• [Records to process]
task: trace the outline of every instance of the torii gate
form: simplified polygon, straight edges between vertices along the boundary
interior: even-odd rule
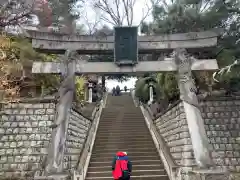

--

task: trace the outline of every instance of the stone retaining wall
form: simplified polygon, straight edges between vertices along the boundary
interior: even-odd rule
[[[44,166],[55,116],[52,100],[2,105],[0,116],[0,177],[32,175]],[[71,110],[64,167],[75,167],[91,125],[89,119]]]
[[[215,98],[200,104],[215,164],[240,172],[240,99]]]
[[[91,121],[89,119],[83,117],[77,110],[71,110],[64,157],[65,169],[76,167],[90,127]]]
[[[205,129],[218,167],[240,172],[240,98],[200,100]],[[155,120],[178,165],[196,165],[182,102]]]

• [What is needed]
Please count the lines in the entries above that contain the word "trace", and reply with only that number.

• [Full solution]
2